Für die Verwendung von Chromtrioxid in der galvanischen Beschichtung sind von verschiedenen Konsortien Autorisierungsanträge gestellt worden. Einige haben einen Bescheid mit einer Autorisierungsdauer von zwölf Jahren erhalten [4], andere eine aktuelle Empfehlung zur Autorisierung von zwölf Jahren mit anschließender Überprüfung und gegebenenfalls Verlängerung der Autorisierungszeit [5]. Dies entspricht den beantragten Autorisierungszeiträumen und unterstreicht den hohen Standard in der ­innereuropäischen Anwendung, in der Anlagentechnik sowie bei den Sicherheitsvorkehrungen der Betreiber. Trotzdem muss die Diskussion zu Alternativverfahren geführt werden, zum einen durch die Bewertung anderer oder die Entwicklung neuer galvanotechnischer Technologien, zum anderen durch andere Beschichtungsverfahren.

Im Zuge der Autorisierungsanträge sind Erhebungen zur Effizienz, zu Einsatzstoffen sowie technischen Möglichkeiten durchgeführt worden. Diese bieten direkte Vergleichsmöglichkeiten zwischen den Verfahrensoptionen in der Galvanotechnik [6, 7] und alternativen Beschichtungsverfahren wie einer Lackierung und PVD-Beschichtung (Physical Vapor Deposition). Natürlich sind alle aktuell im Einsatz befindlichen galvanischen Beschichtungsverfahren vollständig REACh-konform.

Für einen direkten Vergleich der Verfahren ist im ersten Schritt entscheidend, dass die gleichen Zielsetzungen erfüllt werden müssen. Entsprechend werden Beschichtungen mit Chromoptik herangezogen, die Automobilstandards genügen und Freigabeprüfungen bestehen (Abb. 1). Bei galvanisierten Kunststoffbauteilen ist der notwendige Schichtaufbau klar spezifiziert und zwischen den OEM vergleichbar. Anforderungen wie Schichthaftung, Chemikalienbeständigkeit, Korrosionsschutz und Abriebbeständigkeit werden erfüllt. Auch im Benutzerumfeld hat sich das System bewährt. Das Schichtsystem besteht aus dem Kunststoffsubstrat (ein ABS-Polymer oder PC/ABS-Blend) sowie einem ­anschließenden Schichtaufbau aus Kupfer, Nickel und Chrom. Die Schichtstärken können je nach Anwendungsbereich und Anforderungsprofil angepasst werden. Zum Beispiel können der Glanzgrad der Nickelschicht eingestellt sowie die Korrosionsschutzsysteme in die Nickelschicht integriert werden [8-10].

■ **Datenzeilen**:
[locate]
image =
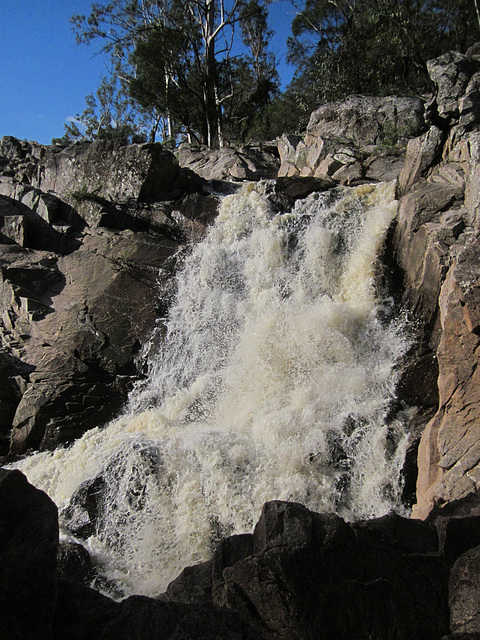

■ **Aufgabenstellung**:
- 1) Beantworte anhand des Textes über Chromtrioxid:
(a) Welche Autorisierungsdauer haben einige Konsortien per Bescheid erhalten?
(b) Welche zwei alternativen Beschichtungsverfahren werden als Vergleich zur Galvanotechnik genannt?
(c) Aus welchen Metallen besteht der Schichtaufbau auf dem Kunststoffsubstrat?
- 2) Gib aus dem Text über Chromtrioxid den Abschnitt von „Für die Verwendung“ bis einschließlich „durch andere Beschichtungsverfahren.“ wortgetreu aus.
Die Daten stammen aus einer anderen Quelle.

■ **Lösungen der Aufgaben**:
- 1)
(a) Zwölf Jahre.
(b) Lackierung und PVD-Beschichtung (Physical Vapor Deposition).
(c) Aus Kupfer, Nickel und Chrom.

- 2)
Für die Verwendung von Chromtrioxid in der galvanischen Beschichtung sind von verschiedenen Konsortien Autorisierungsanträge gestellt worden. Einige haben einen Bescheid mit einer Autorisierungsdauer von zwölf Jahren erhalten [4], andere eine aktuelle Empfehlung zur Autorisierung von zwölf Jahren mit anschließender Überprüfung und gegebenenfalls Verlängerung der Autorisierungszeit [5]. Dies entspricht den beantragten Autorisierungszeiträumen und unterstreicht den hohen Standard in der ­innereuropäischen Anwendung, in der Anlagentechnik sowie bei den Sicherheitsvorkehrungen der Betreiber. Trotzdem muss die Diskussion zu Alternativverfahren geführt werden, zum einen durch die Bewertung anderer oder die Entwicklung neuer galvanotechnischer Technologien, zum anderen durch andere Beschichtungsverfahren.